══ TASK INPUT ══

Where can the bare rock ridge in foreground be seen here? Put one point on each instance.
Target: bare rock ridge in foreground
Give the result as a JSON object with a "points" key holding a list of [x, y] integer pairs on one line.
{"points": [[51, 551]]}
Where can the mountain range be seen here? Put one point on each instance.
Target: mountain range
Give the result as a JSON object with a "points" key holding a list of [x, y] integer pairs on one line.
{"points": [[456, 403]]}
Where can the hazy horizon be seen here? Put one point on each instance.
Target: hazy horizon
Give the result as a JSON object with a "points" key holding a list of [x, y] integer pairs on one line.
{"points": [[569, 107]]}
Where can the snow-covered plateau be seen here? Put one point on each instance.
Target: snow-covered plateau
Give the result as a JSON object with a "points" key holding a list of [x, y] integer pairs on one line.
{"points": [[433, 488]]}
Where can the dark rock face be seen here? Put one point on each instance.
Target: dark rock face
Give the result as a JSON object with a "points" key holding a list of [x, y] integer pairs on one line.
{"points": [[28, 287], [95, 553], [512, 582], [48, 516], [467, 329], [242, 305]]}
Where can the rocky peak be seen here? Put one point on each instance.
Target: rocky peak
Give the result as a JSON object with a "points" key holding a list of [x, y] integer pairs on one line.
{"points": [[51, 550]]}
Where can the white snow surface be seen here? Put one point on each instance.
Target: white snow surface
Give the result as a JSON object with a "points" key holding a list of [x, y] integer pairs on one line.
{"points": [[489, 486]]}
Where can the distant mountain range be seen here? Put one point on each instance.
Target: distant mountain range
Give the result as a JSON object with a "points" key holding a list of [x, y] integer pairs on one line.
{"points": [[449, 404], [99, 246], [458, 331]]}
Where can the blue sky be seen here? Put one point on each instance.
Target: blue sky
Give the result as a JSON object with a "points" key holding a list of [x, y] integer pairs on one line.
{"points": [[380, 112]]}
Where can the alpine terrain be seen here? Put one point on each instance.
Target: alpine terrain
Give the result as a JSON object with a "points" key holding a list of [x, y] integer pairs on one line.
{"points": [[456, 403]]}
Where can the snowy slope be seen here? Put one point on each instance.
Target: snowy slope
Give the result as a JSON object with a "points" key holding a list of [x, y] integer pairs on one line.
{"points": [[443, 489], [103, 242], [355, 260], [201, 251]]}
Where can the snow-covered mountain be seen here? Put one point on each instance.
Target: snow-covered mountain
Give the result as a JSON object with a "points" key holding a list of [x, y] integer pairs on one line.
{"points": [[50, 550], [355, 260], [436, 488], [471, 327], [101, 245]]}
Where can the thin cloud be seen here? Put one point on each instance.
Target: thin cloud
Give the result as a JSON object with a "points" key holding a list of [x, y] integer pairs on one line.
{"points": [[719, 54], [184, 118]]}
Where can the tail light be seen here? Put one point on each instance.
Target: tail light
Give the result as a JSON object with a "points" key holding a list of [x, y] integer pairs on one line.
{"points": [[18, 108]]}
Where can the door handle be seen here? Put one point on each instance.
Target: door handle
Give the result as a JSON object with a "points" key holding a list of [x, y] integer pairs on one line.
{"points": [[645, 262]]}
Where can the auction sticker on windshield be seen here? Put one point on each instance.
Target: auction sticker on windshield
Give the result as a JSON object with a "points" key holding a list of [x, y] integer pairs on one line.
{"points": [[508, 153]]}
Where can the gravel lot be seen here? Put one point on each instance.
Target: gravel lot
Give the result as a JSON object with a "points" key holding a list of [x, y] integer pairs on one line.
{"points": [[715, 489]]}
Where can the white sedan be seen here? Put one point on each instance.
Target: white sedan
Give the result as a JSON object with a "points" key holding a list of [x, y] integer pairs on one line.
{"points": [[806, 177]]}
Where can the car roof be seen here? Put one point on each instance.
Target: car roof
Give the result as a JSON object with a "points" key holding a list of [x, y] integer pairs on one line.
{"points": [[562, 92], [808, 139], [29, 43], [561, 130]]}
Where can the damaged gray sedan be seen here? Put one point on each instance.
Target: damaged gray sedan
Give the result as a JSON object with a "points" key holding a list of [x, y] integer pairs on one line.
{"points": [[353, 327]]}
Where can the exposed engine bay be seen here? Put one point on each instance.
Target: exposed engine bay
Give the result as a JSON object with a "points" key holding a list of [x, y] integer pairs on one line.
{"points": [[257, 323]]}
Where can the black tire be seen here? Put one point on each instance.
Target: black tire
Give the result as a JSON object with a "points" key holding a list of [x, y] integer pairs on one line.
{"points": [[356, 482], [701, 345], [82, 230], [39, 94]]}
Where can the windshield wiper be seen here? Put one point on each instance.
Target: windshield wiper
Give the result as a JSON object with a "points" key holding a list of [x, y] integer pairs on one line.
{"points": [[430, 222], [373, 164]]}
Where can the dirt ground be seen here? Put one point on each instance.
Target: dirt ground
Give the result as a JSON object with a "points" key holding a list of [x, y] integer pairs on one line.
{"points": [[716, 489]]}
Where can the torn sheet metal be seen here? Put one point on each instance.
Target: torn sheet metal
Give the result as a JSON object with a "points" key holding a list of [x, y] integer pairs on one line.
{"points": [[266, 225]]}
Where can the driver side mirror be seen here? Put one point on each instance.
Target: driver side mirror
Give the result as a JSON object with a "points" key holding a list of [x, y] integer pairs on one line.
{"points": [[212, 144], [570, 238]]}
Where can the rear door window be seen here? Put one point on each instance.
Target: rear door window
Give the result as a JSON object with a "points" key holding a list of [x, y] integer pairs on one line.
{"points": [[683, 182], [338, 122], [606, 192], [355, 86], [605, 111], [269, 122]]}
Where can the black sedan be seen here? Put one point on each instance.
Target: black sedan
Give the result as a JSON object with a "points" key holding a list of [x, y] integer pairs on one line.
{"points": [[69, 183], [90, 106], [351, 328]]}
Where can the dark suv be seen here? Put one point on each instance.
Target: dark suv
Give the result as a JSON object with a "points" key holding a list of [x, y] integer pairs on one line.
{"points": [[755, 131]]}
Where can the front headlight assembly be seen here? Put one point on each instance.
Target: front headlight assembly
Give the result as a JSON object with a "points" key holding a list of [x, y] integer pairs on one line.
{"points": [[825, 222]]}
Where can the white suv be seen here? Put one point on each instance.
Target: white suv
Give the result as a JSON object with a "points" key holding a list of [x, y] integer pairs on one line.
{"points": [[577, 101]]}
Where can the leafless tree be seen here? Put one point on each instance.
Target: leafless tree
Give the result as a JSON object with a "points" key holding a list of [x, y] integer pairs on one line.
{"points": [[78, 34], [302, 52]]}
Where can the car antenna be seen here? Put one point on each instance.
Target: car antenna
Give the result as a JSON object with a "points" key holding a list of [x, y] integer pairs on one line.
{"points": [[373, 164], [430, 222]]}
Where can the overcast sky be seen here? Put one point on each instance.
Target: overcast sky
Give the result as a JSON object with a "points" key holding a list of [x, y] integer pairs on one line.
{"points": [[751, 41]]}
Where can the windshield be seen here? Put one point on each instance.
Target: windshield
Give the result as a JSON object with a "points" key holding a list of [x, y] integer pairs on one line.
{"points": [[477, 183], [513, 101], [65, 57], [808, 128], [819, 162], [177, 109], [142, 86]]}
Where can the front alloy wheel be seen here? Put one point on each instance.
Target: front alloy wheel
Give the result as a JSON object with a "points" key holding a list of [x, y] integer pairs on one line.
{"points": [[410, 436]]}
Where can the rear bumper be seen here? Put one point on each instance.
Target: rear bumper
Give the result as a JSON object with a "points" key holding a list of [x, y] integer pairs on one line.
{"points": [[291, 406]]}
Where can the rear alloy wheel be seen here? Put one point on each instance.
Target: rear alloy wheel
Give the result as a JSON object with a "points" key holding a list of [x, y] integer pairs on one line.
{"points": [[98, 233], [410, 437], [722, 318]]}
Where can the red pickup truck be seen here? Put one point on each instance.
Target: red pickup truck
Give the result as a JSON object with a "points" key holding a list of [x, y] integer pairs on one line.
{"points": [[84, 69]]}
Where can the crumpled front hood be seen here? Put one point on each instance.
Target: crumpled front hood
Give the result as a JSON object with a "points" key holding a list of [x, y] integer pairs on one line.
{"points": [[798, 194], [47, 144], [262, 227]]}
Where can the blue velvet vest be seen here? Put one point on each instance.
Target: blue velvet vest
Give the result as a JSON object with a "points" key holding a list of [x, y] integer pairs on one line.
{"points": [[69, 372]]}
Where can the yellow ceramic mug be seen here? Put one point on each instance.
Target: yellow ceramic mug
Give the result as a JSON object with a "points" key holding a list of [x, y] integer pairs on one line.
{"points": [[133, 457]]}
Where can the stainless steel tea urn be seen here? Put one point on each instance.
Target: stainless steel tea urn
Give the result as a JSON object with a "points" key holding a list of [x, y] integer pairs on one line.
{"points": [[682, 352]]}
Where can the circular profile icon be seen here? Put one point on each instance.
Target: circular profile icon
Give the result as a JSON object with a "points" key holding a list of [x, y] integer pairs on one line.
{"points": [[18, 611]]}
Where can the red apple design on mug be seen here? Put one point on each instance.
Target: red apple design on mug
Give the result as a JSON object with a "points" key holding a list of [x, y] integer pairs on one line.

═══

**INSTRUCTION**
The lines to reproduce run from the one that contains "Where can the rear alloy" through the last line above; copy them exactly.

**COMPLETE RESPONSE**
Where can the rear alloy wheel be seen here? Put one point on each instance.
Target: rear alloy wheel
Give the result as a JSON object with a "points" key holding a list of [x, y] integer pairs on one line.
{"points": [[98, 233], [410, 437], [722, 318]]}
Where can the red pickup truck be seen here? Put one point on each instance.
Target: red pickup truck
Give the result as a JSON object with a "points" key holding a list of [x, y] integer pairs on one line.
{"points": [[84, 69]]}
Where can the crumpled front hood be seen here? Put one point on each instance.
Target: crumpled front hood
Give the result as a JSON object with a "points" key holding a list of [x, y] integer pairs on one line.
{"points": [[798, 194], [47, 144], [262, 227]]}
Where can the blue velvet vest be seen here? Put one point on each instance.
Target: blue velvet vest
Give the result as a JSON object with a "points" key holding a list of [x, y] integer pairs on one line.
{"points": [[69, 372]]}
Where can the yellow ceramic mug be seen here? Put one point on each instance.
Target: yellow ceramic mug
Give the result as a JSON object with a "points" key holding a list of [x, y] integer pairs on one line.
{"points": [[133, 457]]}
Where can the stainless steel tea urn be seen here? Put one point on each instance.
Target: stainless steel tea urn
Give the result as a JSON object with a "points" key holding a list of [x, y] integer pairs on one line.
{"points": [[682, 352]]}
Where can the circular profile icon be seen here? Put one point on each instance.
Target: circular profile icon
Give the result as a JSON object with a "points" key holding a list of [x, y] integer pairs on one line.
{"points": [[18, 611]]}
Where can the red apple design on mug be seen here? Put one point on each instance.
Target: red apple design on mug
Give the result as a JSON object with a "points" key holding a list of [x, y] integer pairs on one line.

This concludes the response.